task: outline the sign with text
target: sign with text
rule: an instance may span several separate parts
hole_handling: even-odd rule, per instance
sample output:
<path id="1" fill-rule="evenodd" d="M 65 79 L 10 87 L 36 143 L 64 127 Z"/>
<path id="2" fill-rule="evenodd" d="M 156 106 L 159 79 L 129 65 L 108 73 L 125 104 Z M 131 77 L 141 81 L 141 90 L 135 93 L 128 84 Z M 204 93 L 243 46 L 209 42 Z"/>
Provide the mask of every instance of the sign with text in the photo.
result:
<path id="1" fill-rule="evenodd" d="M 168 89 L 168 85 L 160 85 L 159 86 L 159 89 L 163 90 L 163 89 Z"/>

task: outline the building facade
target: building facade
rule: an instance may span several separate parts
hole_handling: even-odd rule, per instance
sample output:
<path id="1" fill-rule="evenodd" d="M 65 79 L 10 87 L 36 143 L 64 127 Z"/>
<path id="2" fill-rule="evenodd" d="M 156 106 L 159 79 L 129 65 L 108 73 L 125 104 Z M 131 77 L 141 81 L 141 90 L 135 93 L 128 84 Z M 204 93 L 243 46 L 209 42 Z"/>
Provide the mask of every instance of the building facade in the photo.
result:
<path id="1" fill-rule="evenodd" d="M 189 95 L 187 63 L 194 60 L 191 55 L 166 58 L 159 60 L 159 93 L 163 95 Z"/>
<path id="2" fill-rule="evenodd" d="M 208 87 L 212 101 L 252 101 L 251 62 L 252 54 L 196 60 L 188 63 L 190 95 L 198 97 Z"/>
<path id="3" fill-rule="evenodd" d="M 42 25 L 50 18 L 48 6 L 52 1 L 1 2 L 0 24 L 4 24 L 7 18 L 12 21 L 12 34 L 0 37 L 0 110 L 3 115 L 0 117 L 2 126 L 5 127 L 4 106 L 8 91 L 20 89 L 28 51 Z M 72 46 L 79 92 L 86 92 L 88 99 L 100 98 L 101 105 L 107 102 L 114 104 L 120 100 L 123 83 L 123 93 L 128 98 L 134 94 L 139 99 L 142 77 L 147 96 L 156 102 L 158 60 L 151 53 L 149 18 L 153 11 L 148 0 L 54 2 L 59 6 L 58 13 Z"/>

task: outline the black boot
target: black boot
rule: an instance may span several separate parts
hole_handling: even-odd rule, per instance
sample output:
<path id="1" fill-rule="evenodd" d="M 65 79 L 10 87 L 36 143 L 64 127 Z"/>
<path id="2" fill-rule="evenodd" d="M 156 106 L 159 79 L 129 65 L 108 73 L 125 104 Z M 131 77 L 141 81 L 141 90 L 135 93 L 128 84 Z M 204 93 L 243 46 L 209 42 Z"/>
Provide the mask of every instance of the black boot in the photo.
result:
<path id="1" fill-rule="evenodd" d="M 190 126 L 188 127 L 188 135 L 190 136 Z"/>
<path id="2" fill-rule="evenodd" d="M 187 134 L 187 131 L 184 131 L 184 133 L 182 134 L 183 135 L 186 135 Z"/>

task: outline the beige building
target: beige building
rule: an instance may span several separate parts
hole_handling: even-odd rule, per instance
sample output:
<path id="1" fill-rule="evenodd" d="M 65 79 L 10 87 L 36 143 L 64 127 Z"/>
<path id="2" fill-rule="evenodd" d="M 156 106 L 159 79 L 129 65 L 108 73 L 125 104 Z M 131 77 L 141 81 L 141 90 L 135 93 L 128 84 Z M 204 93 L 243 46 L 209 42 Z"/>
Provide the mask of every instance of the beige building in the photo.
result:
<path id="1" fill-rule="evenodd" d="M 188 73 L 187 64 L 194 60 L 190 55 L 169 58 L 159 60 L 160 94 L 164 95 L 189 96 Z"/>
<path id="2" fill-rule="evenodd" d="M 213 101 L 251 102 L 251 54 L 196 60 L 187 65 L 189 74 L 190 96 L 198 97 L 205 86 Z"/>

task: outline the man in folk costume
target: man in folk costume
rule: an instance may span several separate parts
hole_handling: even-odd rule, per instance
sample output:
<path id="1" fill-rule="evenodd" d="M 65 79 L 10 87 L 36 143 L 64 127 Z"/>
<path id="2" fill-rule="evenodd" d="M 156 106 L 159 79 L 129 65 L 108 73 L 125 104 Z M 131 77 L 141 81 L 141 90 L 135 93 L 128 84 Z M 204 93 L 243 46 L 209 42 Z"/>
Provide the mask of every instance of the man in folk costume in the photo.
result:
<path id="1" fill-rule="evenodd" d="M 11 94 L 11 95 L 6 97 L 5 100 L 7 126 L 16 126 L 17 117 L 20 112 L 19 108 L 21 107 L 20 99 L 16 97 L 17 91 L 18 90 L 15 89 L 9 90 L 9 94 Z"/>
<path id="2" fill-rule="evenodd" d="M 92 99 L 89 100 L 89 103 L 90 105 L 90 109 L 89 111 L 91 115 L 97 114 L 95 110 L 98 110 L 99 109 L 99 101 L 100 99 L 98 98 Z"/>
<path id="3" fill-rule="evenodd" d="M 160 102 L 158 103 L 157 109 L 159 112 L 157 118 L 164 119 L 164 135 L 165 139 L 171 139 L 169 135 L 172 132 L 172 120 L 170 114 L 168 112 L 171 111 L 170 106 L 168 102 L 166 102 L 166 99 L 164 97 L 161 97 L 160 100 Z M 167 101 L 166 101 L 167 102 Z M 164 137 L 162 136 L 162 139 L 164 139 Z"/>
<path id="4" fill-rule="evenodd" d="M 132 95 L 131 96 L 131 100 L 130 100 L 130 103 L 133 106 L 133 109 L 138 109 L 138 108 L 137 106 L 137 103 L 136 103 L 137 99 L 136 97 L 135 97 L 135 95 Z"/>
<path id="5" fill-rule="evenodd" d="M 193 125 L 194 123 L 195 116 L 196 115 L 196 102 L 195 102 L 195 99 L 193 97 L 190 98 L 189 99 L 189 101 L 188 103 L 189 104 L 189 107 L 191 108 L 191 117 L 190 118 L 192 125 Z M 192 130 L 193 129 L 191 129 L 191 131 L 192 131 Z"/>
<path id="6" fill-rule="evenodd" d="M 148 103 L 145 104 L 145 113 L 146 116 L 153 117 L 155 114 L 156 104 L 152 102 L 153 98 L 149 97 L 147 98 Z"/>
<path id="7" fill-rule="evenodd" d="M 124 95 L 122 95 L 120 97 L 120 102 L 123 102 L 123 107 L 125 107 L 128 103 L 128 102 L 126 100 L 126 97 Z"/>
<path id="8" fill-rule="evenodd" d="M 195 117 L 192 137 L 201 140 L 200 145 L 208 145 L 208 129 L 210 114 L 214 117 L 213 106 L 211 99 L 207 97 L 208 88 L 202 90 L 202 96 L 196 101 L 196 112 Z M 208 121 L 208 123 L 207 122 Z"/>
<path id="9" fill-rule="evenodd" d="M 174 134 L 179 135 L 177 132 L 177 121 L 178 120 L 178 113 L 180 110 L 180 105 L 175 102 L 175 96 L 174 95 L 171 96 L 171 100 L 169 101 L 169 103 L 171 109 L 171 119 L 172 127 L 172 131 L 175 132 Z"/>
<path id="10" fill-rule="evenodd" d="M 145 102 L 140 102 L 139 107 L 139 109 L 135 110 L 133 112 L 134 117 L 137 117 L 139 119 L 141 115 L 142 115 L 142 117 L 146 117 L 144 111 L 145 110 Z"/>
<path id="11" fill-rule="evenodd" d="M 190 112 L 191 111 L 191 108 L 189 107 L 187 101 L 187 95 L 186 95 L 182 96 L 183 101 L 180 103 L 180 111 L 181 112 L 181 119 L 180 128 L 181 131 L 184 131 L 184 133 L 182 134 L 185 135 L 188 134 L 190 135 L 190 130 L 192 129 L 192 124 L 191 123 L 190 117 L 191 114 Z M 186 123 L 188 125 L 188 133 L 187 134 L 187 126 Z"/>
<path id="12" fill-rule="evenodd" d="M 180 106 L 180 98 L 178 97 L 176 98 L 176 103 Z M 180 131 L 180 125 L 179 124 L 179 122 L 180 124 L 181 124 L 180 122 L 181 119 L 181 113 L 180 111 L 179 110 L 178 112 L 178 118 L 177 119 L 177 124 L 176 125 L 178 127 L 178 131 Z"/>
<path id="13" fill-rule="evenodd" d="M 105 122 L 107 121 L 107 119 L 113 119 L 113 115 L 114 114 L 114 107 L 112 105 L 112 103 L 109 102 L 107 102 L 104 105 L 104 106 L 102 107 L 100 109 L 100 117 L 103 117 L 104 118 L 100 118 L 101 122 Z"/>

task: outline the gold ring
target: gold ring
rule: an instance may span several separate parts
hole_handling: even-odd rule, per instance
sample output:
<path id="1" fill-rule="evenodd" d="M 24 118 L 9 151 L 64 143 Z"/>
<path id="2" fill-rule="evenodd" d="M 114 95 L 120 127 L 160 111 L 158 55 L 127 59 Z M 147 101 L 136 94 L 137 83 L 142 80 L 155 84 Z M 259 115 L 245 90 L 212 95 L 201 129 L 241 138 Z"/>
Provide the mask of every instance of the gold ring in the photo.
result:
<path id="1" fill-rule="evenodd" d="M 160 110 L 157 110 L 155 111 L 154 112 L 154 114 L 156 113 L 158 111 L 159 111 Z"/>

○ ○ ○ ○ ○

Task requirements
Put the data lines into a JSON list of strings, one string per line and no blank lines. Start at the very first line and stop after the line that contains "168 89 L 168".

Finished task
[
  "task: outline the sign with text",
  "target: sign with text",
  "rule: an instance may span several separate parts",
  "hole_handling: even-odd rule, per instance",
  "sample output:",
  "<path id=\"1\" fill-rule=\"evenodd\" d=\"M 65 79 L 10 87 L 36 143 L 64 127 Z\"/>",
  "<path id=\"2\" fill-rule=\"evenodd\" d=\"M 156 106 L 159 79 L 129 65 L 108 73 L 125 104 Z M 131 77 L 141 81 L 141 90 L 135 93 L 128 84 Z M 204 93 L 243 46 L 209 42 Z\"/>",
  "Provide the mask of every instance of the sign with text in the photo.",
  "result:",
  "<path id=\"1\" fill-rule=\"evenodd\" d=\"M 168 89 L 168 85 L 160 85 L 159 86 L 159 89 L 163 90 L 163 89 Z\"/>"
]